======== Records

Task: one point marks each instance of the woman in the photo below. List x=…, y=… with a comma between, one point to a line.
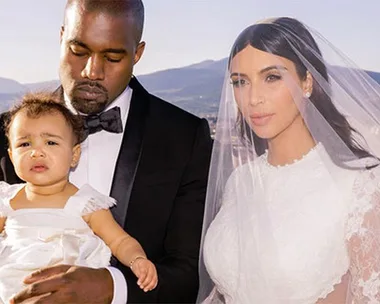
x=293, y=205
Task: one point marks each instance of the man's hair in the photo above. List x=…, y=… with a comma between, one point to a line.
x=40, y=104
x=133, y=9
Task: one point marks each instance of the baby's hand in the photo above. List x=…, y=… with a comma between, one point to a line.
x=146, y=273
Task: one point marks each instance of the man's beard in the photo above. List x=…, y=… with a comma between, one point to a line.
x=89, y=97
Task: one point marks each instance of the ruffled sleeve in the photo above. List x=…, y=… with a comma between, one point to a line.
x=7, y=192
x=363, y=238
x=92, y=200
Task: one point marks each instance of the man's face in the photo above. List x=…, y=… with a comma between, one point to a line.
x=98, y=52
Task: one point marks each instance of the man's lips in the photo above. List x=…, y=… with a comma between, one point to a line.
x=89, y=92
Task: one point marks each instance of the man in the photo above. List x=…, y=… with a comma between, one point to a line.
x=155, y=163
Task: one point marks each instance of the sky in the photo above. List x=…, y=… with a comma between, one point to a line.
x=182, y=32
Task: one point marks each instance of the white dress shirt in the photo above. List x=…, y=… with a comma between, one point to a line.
x=96, y=167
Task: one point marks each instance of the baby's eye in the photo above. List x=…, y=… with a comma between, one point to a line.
x=24, y=144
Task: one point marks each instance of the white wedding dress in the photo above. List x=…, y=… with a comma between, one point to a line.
x=41, y=237
x=323, y=244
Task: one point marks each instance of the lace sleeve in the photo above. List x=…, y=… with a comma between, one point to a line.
x=94, y=200
x=364, y=239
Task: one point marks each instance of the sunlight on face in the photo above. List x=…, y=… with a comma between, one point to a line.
x=41, y=149
x=267, y=90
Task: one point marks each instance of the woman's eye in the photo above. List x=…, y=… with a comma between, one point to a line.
x=239, y=82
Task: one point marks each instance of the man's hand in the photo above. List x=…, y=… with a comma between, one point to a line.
x=67, y=284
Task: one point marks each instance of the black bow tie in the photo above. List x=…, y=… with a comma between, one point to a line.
x=109, y=121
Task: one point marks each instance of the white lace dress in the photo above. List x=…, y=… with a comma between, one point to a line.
x=40, y=237
x=323, y=246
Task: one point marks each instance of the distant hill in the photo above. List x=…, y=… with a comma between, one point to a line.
x=195, y=88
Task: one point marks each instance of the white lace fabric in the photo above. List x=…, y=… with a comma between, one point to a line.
x=319, y=236
x=363, y=239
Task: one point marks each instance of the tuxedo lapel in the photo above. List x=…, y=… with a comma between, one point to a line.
x=130, y=151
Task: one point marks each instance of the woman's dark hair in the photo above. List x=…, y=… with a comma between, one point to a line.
x=278, y=38
x=44, y=103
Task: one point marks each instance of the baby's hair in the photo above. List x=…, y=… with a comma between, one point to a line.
x=39, y=104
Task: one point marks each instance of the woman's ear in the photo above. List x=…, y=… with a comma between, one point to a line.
x=76, y=155
x=308, y=85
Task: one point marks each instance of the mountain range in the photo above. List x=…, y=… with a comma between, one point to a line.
x=195, y=88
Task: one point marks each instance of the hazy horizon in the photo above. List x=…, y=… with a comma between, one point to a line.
x=181, y=33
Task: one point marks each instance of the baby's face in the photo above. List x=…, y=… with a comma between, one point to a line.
x=42, y=149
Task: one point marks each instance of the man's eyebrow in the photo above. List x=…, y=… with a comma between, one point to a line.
x=109, y=50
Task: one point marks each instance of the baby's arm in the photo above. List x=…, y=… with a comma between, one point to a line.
x=124, y=247
x=2, y=223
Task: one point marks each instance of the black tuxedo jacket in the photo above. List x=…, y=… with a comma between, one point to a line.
x=160, y=185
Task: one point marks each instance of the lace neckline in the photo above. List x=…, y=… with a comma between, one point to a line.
x=308, y=155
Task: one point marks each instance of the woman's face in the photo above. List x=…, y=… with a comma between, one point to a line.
x=267, y=90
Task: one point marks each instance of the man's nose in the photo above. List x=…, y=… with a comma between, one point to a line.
x=94, y=69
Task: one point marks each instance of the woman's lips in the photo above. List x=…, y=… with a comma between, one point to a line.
x=260, y=119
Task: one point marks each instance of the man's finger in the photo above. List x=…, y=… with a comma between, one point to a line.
x=50, y=285
x=45, y=273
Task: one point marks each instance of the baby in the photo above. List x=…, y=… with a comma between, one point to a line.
x=47, y=220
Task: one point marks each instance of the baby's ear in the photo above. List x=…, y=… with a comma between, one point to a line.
x=76, y=155
x=10, y=154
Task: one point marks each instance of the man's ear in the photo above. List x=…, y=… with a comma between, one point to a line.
x=139, y=52
x=76, y=155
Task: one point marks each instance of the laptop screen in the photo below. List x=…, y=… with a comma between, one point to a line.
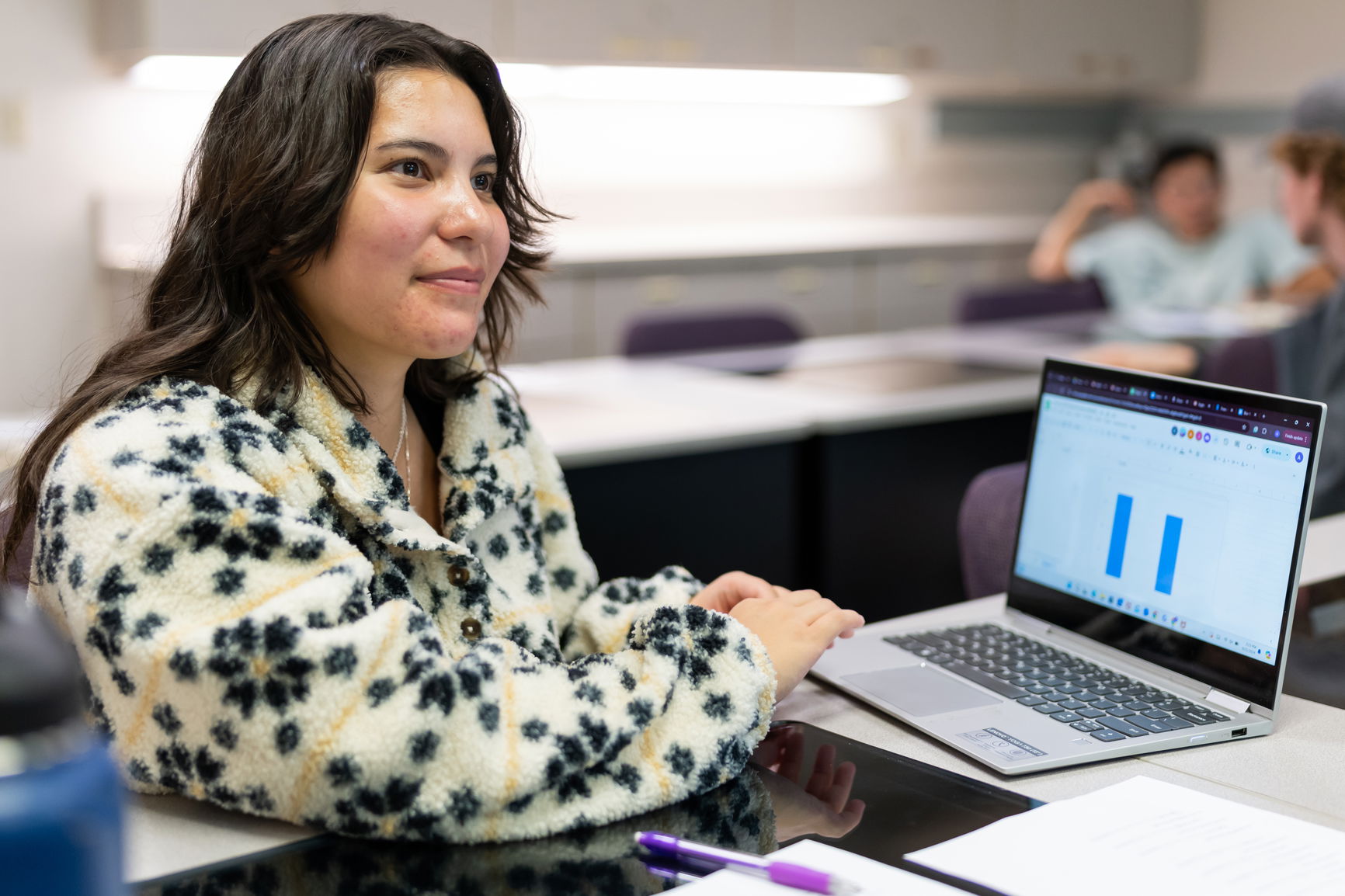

================

• **Short problem**
Rewrite the rows from the very beginning through the line containing "x=323, y=244", both ends included, with "ruffled sleeve" changed to "frilled sleeve" and nothing else altered. Leave the pictures out.

• **Exercise result**
Task: one point marks each instance of the woman in the photo below. List x=…, y=… with a comma between, one point to a line.
x=293, y=205
Task: one point marks each instance of the man's hair in the photo above. List x=…, y=… with a comma between, one point to a line.
x=40, y=104
x=133, y=9
Task: one point marks each instance of the baby's hand in the photo above. List x=…, y=… with a comma between, one point to a line.
x=146, y=273
Task: one point marks each instance of the man's beard in the photo above. List x=…, y=… with a comma between, one point to a line.
x=89, y=97
Task: one point marks each instance of the frilled sleeve in the photo above. List x=…, y=… with a comma between, one point to a line.
x=7, y=192
x=363, y=238
x=92, y=200
Task: one point marks each instance of the man's face in the photo above. List x=…, y=… with a comma between, one point to a line.
x=98, y=52
Task: one point marks each instance of the man's lips in the photo above. List x=…, y=… with a comma between, one point to a line.
x=89, y=92
Task: one point marks each instance of the man in the photo above. List x=…, y=… with a comma between, one point to a line.
x=155, y=163
Task: one point marks each instance of the sky in the photo above. List x=…, y=… with a comma between, one point to a line.
x=182, y=32
Task: one point marks each instance of the white dress shirt in the photo above. List x=…, y=… with a comma between, one point to a line.
x=96, y=167
Task: one point marks each instance of the baby's eye in the photo above. List x=…, y=… with a comma between, one point to a line.
x=24, y=144
Task: one point marks each instance of the white wedding dress in the photo above. List x=…, y=… with a comma between, one point to a line.
x=41, y=237
x=323, y=244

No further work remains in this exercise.